— What this task involves —
Write out every entry precisely as given, leaving the pictures out.

— Supplied records —
□ □ □
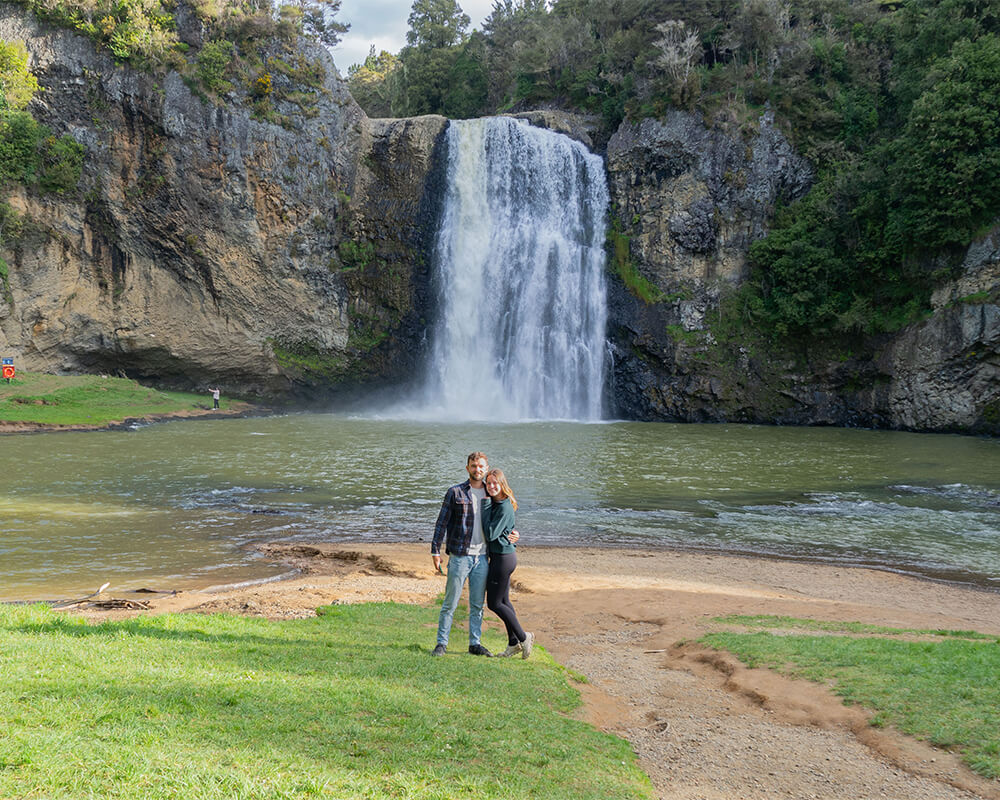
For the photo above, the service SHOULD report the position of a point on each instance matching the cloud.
(383, 23)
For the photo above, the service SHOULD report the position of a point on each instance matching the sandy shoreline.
(702, 725)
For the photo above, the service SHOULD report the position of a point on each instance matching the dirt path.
(703, 726)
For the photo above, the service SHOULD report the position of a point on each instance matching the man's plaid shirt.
(455, 522)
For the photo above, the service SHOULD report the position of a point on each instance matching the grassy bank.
(345, 705)
(88, 400)
(940, 686)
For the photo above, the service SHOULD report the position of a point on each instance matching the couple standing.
(477, 525)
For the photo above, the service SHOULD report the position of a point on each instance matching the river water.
(181, 504)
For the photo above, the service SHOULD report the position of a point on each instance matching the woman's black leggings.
(498, 594)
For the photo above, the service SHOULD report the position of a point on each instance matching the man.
(459, 526)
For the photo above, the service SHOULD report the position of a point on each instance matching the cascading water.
(520, 264)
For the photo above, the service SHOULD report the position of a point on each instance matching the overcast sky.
(383, 23)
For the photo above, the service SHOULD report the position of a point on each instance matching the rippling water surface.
(179, 504)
□ □ □
— Solved exercise —
For the photo above, the service SHOULD report the position of a point on each instance matching the cloud.
(383, 23)
For the photo above, the service SHOULD report the position of a point on each instance matching the sandy shoreline.
(702, 725)
For the photo above, the service SHOULD report the position of a point on each instance matching the dirt path.
(703, 726)
For the photo above, the service SHOULD report the position of a point on each instance matching the man's plaid shirt.
(455, 522)
For the photo above, the service SHOULD report the position of a point on each instance matching the grassy bank.
(345, 705)
(88, 400)
(940, 686)
For the photo above, the service SHOULD report the position of a point on each instance matching the couple standing.
(477, 525)
For the photo above, the service SHOULD report the position of a point on each instance matching the river water.
(181, 504)
For the photo above, the service SHOULD report the position of a point on each instance matching the woman's black leggings.
(498, 594)
For the photo above, the service SHOULD report the position of a point on each instance matching the man.
(459, 526)
For the photo above, the service SHOULD report the position of a point on each instance matching the cascading water.
(520, 264)
For the photo above, the service SHOULD report the position of a point on each instance matching the overcast sky.
(383, 23)
For the photo above, the service SHOULD report the position of a point on each instance matching the rippling water surface.
(179, 504)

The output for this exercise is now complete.